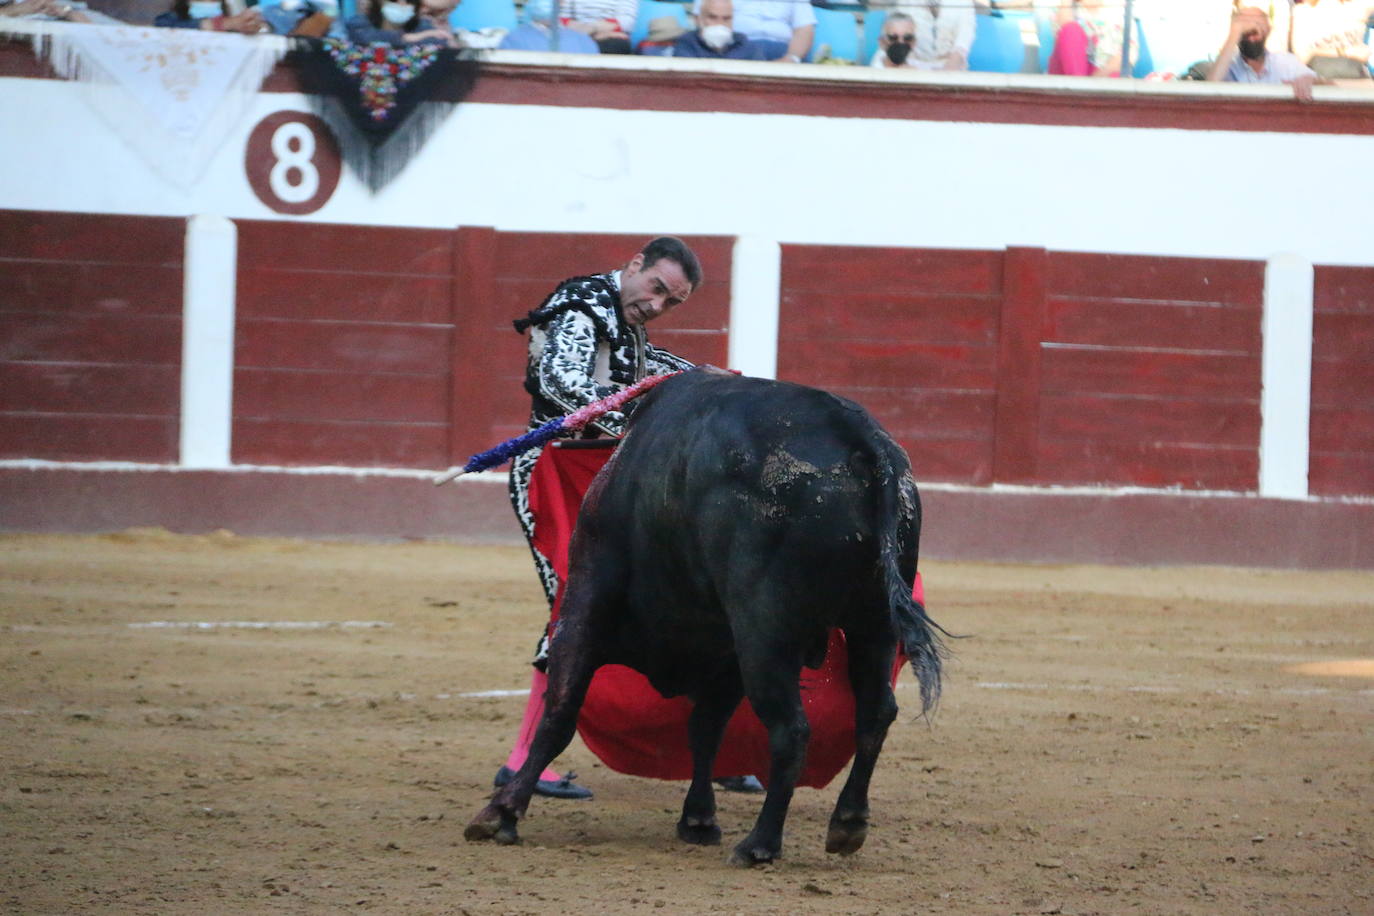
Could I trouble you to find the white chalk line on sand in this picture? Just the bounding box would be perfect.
[5,620,393,632]
[440,681,1373,701]
[12,623,1369,701]
[974,681,1374,697]
[128,620,392,630]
○ ○ ○ ○ ○
__Your instructions__.
Make an exact copy of the records shown above, without the pictures.

__Output for this task__.
Could I trouble you to find the white chalk line on sand in this picture? Just the bounding box would be perfect.
[5,620,393,632]
[440,681,1373,701]
[12,623,1369,701]
[974,681,1374,697]
[128,620,392,630]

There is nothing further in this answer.